● Data to process:
"""

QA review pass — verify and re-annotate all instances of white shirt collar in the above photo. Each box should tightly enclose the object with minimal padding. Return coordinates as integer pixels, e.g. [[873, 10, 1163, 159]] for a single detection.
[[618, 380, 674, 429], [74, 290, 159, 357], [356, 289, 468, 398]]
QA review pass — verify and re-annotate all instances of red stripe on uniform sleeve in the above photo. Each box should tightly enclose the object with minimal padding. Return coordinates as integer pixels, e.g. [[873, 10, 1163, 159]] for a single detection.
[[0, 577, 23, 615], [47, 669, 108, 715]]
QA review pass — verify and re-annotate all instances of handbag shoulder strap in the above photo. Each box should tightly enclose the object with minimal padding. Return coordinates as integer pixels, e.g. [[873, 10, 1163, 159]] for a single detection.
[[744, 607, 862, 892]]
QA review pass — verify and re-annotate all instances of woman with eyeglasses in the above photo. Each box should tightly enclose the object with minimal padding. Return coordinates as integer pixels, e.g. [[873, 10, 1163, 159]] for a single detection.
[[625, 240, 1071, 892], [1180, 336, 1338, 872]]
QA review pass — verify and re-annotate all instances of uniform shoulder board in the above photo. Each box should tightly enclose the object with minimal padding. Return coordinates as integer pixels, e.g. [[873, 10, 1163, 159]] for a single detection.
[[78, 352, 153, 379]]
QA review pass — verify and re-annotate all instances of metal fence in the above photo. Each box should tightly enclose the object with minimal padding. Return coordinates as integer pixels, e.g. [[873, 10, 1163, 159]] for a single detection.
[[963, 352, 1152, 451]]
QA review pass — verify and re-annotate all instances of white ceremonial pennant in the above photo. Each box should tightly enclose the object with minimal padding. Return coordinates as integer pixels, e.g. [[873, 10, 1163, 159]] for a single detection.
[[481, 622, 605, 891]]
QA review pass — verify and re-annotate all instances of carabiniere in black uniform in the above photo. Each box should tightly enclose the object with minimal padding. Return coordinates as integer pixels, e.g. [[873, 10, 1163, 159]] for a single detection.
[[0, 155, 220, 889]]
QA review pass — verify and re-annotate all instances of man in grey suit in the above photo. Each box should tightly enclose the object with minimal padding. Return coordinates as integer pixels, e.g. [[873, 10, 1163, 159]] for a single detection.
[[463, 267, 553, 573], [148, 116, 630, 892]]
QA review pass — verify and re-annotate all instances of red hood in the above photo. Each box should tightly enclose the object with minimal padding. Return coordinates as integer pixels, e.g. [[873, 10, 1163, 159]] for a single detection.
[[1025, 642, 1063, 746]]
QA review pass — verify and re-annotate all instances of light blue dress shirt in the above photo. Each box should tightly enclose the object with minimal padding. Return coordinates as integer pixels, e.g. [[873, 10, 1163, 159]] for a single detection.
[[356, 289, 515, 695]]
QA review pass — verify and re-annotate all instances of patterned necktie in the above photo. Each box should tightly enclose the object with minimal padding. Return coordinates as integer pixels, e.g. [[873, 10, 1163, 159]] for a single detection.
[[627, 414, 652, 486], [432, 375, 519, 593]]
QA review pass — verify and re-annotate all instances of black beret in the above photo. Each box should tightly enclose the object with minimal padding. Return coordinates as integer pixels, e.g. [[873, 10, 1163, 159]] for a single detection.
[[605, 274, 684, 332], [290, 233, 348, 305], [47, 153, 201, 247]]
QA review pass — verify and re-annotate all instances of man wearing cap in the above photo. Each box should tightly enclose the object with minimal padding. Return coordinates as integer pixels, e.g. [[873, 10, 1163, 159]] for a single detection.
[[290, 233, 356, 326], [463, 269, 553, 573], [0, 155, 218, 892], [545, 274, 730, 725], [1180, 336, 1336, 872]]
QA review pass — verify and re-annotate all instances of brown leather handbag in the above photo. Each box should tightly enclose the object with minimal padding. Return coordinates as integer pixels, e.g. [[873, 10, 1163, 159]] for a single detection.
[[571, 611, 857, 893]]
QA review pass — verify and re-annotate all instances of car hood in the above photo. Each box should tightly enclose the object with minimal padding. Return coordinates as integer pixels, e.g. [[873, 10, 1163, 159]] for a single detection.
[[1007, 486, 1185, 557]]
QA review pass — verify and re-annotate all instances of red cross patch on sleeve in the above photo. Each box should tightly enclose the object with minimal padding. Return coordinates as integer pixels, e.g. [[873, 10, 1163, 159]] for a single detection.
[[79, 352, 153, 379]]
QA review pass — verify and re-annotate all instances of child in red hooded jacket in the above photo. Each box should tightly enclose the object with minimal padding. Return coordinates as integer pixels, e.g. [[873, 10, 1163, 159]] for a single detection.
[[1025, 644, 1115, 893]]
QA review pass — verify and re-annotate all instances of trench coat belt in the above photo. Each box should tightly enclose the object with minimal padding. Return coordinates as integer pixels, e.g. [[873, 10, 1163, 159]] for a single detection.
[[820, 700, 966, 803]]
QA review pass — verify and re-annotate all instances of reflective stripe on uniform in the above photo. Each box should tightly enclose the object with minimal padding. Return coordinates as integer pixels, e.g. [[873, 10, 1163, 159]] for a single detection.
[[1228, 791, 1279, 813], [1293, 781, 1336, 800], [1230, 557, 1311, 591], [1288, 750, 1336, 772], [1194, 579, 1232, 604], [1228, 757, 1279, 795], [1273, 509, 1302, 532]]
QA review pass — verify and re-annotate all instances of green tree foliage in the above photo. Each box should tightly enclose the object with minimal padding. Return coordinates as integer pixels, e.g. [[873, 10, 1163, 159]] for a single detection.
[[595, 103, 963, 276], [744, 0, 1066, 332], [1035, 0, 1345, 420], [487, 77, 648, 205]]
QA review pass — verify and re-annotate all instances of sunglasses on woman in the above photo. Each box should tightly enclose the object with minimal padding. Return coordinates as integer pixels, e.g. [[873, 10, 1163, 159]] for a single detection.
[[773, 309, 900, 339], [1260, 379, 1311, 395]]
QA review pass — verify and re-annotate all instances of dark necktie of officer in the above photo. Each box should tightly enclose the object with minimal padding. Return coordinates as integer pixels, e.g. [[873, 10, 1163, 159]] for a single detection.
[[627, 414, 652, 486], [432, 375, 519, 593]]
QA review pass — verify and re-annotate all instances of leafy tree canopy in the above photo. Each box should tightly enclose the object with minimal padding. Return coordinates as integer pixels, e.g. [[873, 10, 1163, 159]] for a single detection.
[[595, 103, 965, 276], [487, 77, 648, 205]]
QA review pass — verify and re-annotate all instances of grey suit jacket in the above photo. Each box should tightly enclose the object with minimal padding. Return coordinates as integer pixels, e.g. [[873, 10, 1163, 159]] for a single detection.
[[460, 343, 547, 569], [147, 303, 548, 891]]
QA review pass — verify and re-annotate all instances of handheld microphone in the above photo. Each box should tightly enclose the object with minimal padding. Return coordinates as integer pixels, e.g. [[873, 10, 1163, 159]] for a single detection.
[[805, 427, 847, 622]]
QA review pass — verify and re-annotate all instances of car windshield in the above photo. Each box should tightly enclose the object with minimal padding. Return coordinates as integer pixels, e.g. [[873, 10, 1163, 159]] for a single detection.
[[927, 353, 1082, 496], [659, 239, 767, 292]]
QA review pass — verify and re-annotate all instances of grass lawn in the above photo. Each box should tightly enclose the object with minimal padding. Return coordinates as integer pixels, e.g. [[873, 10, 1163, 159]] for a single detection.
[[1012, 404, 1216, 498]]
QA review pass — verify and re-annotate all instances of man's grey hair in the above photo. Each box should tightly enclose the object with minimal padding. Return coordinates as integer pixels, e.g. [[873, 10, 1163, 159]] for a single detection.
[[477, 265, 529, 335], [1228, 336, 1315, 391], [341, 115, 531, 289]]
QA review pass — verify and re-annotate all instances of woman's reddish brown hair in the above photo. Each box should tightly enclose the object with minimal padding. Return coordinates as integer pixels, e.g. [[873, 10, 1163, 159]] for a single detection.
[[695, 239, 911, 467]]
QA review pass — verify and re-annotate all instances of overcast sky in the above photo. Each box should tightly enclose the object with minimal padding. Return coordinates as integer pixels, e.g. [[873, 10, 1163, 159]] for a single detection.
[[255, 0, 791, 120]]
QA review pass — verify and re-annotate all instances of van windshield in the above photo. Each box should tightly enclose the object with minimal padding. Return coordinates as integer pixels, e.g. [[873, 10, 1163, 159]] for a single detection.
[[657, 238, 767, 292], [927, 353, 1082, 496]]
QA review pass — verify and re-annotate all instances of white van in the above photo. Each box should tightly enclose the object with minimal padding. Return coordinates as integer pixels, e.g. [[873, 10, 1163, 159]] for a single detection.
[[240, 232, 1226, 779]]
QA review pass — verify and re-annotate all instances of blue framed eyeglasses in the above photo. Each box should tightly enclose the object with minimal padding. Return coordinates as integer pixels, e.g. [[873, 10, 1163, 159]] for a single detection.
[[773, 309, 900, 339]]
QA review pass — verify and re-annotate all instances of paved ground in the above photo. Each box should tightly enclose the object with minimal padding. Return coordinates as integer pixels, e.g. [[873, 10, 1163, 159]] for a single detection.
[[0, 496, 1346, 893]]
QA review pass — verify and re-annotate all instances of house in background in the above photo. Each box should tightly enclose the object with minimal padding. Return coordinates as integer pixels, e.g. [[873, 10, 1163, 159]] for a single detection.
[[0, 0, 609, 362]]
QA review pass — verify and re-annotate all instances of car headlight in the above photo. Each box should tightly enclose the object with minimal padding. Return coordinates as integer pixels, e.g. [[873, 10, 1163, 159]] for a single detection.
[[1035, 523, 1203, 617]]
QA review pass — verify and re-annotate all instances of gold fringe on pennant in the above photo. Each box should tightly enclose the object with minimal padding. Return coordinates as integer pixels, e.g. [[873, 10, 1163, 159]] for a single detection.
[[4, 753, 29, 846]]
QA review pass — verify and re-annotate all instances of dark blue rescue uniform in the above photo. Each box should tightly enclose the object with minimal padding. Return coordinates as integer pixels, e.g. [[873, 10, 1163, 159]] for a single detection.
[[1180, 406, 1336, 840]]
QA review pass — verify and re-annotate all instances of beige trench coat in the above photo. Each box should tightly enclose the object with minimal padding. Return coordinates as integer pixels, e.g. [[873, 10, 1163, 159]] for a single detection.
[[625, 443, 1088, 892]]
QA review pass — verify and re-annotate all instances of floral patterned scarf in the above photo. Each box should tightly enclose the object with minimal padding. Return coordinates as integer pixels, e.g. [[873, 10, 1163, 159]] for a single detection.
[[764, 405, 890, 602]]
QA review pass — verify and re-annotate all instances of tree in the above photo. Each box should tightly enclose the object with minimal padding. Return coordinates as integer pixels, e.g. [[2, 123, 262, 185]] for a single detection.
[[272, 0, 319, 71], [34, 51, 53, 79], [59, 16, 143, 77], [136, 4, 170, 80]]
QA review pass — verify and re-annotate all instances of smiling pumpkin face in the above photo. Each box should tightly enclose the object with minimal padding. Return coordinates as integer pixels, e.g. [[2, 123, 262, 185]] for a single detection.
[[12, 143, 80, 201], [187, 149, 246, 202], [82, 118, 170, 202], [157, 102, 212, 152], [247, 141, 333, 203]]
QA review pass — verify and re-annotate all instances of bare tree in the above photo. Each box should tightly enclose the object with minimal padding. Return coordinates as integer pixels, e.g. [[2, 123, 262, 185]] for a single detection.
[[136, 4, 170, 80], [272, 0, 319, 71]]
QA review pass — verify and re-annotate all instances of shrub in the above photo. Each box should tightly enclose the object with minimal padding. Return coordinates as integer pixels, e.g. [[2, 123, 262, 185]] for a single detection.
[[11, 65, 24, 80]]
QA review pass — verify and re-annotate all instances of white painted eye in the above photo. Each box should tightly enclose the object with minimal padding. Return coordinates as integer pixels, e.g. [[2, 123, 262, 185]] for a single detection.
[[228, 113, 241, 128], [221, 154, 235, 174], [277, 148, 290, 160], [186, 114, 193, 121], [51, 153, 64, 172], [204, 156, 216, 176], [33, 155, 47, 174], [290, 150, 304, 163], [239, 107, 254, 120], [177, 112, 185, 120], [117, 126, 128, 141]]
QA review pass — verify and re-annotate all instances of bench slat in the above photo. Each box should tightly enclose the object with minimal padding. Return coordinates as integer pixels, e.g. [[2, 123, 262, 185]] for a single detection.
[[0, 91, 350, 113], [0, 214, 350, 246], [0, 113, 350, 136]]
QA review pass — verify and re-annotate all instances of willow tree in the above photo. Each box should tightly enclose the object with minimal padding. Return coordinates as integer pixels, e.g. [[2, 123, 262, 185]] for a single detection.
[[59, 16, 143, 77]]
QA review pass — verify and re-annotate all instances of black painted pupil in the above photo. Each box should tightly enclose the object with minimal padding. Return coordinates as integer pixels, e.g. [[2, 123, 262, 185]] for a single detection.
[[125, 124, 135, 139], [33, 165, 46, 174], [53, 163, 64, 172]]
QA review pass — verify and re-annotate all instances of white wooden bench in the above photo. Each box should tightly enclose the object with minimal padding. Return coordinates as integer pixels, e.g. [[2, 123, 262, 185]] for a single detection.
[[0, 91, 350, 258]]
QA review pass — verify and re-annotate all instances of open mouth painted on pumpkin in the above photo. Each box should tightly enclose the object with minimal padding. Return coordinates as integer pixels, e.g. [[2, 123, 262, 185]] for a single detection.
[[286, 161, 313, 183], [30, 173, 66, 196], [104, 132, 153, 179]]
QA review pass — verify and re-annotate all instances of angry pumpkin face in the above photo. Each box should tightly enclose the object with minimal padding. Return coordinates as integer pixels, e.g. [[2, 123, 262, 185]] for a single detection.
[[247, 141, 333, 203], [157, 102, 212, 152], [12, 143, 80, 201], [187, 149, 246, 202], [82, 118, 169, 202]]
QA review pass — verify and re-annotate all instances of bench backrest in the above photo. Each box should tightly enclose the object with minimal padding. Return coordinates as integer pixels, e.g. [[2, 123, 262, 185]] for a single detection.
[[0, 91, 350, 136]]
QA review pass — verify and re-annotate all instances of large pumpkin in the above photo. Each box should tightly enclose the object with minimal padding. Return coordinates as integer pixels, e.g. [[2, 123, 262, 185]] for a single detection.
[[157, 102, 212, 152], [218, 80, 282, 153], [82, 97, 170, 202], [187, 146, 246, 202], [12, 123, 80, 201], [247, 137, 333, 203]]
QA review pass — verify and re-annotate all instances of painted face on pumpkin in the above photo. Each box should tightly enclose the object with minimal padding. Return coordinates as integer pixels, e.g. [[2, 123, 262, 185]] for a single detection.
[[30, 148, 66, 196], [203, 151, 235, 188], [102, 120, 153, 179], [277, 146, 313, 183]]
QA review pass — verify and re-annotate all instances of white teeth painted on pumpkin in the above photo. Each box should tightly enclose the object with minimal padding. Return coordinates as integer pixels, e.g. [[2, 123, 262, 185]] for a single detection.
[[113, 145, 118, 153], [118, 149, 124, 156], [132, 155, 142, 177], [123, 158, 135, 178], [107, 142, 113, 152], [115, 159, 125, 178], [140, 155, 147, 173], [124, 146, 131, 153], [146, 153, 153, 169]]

"""

● Aim of the task:
Can you echo the listing word for word, starting at the line that contains "QA review pass — verify and re-annotate all instances of house" and stopping after the line that contains "[[4, 753, 29, 846]]"?

● Solution for this task:
QA review pass — verify and re-annotate all instances of house in background in the above photo. Each box should tightly enclose the object with minimal padding. Return coordinates as integer pixels, e.g. [[873, 10, 1163, 159]] for a single detection.
[[0, 0, 609, 362]]
QA review pass — verify and re-annotate all instances of car headlight in the above photo. Each box should tightly enclose the object with minimal padding. Return coordinates as integer pixels, e.g. [[873, 10, 1163, 159]] for a single detection.
[[1035, 523, 1203, 617]]
QA review pass — verify and re-annotate all instances of gold fringe on pennant in the above photo. Each box should tightly enclose the object with minimal padding. Return coordinates as integer pixels, e.g. [[873, 10, 1163, 159]] for a single detection.
[[4, 753, 29, 846]]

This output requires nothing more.